Required task
Present the data as a Markdown table with the columns Row and Line, starting at the line that contains "shirt shown in this photo?" and ending at the final line of the data, skipping blank lines. Leave out the pictures.
§
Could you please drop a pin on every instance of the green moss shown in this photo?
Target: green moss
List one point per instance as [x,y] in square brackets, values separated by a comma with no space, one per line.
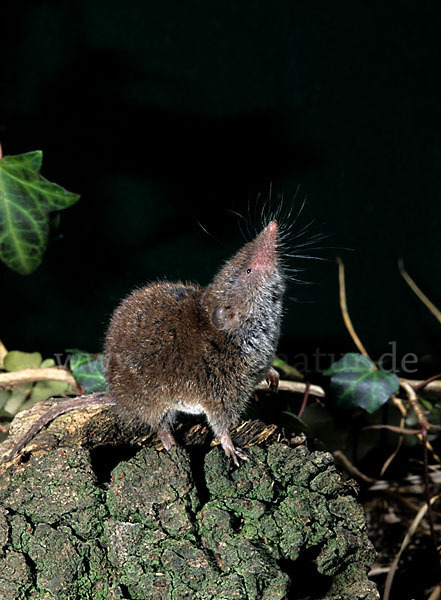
[163,533]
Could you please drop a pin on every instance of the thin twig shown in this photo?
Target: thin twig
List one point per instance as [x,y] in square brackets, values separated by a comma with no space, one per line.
[8,380]
[429,386]
[389,460]
[296,387]
[345,313]
[305,399]
[413,527]
[394,428]
[424,425]
[413,286]
[422,384]
[3,350]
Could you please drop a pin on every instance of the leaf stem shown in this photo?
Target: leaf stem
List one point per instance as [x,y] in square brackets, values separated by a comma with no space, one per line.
[413,286]
[8,380]
[345,313]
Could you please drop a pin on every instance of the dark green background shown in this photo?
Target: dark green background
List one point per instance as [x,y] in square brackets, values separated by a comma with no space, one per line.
[163,114]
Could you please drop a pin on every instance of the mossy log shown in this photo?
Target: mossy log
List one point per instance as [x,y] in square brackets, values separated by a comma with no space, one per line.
[85,516]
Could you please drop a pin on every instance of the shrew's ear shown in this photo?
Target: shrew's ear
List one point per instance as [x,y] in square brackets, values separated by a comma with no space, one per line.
[225,318]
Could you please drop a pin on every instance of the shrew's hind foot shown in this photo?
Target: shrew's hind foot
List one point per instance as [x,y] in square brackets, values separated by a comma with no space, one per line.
[230,449]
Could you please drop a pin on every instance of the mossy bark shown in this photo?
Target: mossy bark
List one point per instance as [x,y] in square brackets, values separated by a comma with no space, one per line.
[183,524]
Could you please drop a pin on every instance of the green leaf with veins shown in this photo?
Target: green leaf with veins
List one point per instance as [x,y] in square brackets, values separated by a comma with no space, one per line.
[26,199]
[357,383]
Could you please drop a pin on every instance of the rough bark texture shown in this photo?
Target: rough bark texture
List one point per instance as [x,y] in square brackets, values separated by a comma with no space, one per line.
[183,524]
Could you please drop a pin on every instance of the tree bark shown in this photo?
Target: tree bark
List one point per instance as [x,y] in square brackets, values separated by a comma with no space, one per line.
[84,516]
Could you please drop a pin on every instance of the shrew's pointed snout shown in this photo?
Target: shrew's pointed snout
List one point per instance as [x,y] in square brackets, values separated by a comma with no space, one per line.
[265,253]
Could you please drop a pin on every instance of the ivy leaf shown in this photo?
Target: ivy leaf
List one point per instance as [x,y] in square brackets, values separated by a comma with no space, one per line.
[88,371]
[26,199]
[357,383]
[287,370]
[15,360]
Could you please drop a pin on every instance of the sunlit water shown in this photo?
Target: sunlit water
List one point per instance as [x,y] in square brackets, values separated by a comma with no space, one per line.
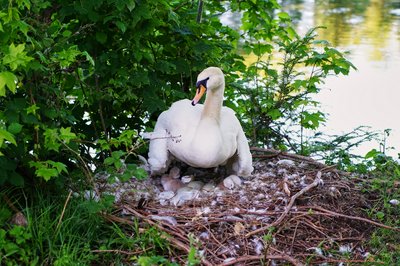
[370,96]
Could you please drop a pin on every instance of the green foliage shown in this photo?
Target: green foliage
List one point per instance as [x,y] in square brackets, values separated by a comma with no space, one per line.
[76,235]
[76,77]
[276,93]
[382,186]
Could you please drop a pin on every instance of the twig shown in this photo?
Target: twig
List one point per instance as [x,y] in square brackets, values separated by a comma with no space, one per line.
[199,11]
[263,257]
[117,251]
[178,244]
[332,213]
[289,206]
[63,211]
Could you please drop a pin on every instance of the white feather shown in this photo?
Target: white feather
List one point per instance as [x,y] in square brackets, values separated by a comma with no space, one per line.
[202,136]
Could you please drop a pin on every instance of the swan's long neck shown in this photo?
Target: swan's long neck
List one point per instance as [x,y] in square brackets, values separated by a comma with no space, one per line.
[213,103]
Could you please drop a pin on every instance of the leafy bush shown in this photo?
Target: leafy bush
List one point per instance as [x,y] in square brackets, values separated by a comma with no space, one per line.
[76,75]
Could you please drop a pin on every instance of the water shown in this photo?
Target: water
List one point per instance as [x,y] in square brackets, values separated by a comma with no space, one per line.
[370,96]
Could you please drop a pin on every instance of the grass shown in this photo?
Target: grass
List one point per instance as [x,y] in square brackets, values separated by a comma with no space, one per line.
[383,187]
[82,237]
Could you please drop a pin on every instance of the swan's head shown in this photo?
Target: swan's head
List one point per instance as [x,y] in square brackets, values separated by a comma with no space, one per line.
[210,79]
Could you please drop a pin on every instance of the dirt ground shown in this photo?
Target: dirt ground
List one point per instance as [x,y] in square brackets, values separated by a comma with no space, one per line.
[291,210]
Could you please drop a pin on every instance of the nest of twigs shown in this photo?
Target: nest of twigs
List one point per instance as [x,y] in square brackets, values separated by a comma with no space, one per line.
[292,210]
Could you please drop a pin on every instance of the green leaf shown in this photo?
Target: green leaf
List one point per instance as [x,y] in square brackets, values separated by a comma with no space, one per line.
[130,5]
[51,139]
[16,56]
[7,79]
[101,37]
[14,128]
[59,166]
[283,16]
[121,26]
[66,135]
[5,135]
[46,173]
[16,179]
[32,109]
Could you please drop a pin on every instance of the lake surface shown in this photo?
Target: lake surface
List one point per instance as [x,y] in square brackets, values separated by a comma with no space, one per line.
[370,96]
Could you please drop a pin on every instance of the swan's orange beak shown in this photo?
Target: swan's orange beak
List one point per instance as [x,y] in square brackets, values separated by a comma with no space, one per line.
[199,93]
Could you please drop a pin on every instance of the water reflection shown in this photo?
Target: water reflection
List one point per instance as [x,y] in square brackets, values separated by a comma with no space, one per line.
[370,30]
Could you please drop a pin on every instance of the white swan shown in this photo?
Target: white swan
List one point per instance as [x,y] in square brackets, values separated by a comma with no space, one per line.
[203,136]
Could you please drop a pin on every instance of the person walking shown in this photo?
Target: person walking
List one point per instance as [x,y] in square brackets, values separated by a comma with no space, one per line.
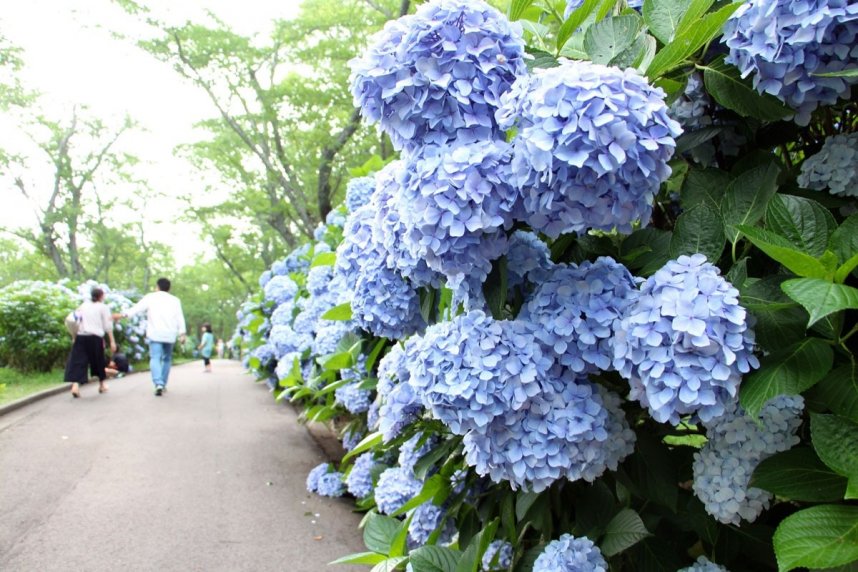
[206,346]
[88,347]
[165,322]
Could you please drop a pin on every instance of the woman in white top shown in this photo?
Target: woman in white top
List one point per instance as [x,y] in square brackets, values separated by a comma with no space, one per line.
[88,347]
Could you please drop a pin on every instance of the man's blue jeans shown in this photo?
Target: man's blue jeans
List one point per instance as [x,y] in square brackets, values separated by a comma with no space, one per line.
[160,359]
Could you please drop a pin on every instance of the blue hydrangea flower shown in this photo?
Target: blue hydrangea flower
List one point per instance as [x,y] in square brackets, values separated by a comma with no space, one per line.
[318,280]
[703,564]
[737,444]
[358,192]
[285,340]
[315,475]
[388,228]
[384,303]
[528,259]
[425,520]
[786,44]
[331,485]
[577,309]
[280,289]
[353,398]
[570,554]
[473,369]
[834,167]
[359,479]
[685,342]
[592,147]
[438,75]
[459,202]
[497,557]
[396,486]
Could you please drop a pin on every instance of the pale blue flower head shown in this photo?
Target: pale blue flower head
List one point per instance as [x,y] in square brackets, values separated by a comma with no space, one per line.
[577,309]
[438,75]
[592,148]
[685,342]
[785,46]
[570,554]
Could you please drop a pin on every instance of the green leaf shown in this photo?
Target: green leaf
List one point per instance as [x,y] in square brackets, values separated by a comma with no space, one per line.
[839,391]
[747,198]
[663,17]
[699,229]
[835,440]
[609,38]
[324,259]
[367,443]
[780,249]
[379,532]
[799,475]
[726,86]
[688,42]
[434,559]
[625,530]
[369,558]
[574,21]
[341,313]
[806,224]
[517,8]
[704,186]
[821,536]
[820,297]
[788,372]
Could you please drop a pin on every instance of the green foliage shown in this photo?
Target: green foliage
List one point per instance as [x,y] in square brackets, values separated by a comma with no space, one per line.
[33,336]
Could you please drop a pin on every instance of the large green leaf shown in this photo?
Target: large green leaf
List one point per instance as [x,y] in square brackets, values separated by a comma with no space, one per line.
[787,372]
[379,532]
[434,559]
[699,229]
[688,42]
[725,85]
[747,198]
[781,250]
[799,475]
[818,537]
[609,38]
[835,439]
[663,17]
[806,224]
[625,530]
[820,297]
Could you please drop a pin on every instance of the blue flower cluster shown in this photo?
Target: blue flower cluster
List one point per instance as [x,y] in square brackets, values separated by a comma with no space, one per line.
[280,289]
[834,167]
[497,557]
[737,444]
[685,342]
[353,398]
[460,203]
[577,309]
[570,554]
[785,45]
[703,564]
[396,486]
[400,405]
[438,75]
[359,479]
[358,192]
[592,147]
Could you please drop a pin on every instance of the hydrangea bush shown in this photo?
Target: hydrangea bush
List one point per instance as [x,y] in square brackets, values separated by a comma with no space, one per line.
[601,303]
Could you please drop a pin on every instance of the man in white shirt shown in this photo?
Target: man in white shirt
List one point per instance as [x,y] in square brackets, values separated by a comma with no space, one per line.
[164,323]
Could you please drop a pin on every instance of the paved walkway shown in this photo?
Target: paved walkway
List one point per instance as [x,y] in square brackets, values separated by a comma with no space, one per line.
[208,477]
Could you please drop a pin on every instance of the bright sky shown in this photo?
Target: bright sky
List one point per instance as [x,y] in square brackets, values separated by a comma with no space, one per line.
[71,57]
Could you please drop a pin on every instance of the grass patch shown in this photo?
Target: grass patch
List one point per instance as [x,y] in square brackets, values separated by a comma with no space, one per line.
[15,384]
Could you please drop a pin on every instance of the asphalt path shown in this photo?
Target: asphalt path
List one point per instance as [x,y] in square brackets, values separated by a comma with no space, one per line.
[208,477]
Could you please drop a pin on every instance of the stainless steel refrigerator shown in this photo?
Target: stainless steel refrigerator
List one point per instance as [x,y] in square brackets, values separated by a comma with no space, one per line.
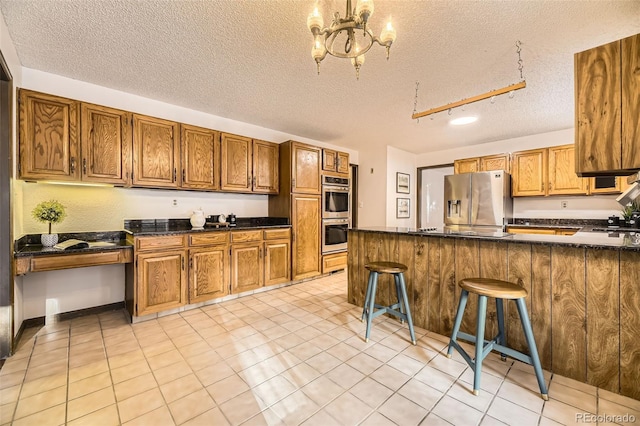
§
Final result
| Row | Line |
|---|---|
| 1 | Could you please drop a pin on every instance of the man in white shirt shown in this photo? |
| 2 | Target: man in white shirt |
| 3 | List one point per instance as [x,y] in square brackets, values separated by a comma with no space, one per line. |
| 4 | [164,323] |
| 5 | Could you please drop a pin on every instance of the paved walkway shown in this photo? |
| 6 | Target: paved walkway |
| 7 | List one point per instance as [x,y] in square brackets, values separated by a comma with no space, one per line. |
| 8 | [208,477] |
| 9 | Could you please drop a pin on every instance of the bright sky shown in this photo? |
| 10 | Target: bright sky |
| 11 | List one point per instance as [x,y] in square brackets, values separated by a comma with no space, one per line. |
| 12 | [71,57] |
| 13 | Could you please drop a pin on every instance of the grass patch shown in this photo? |
| 14 | Target: grass patch |
| 15 | List one point per instance as [x,y] in square brackets, values separated by a comma with no space, one per line. |
| 16 | [15,384] |
| 17 | Could you please drop a pin on every instance of the asphalt path shown in this photo? |
| 18 | Target: asphalt path |
| 19 | List one point per instance as [x,y] in square brackets, values separated by a comma with no space, one per line. |
| 20 | [208,477] |
| 21 | Could you please drop a pin on every instance of the stainless steel refrigerator shown in this photo? |
| 22 | Target: stainless steel refrigerator |
| 23 | List one point per instance as [x,y] in square brackets, values separated by a comma with no space, one per line. |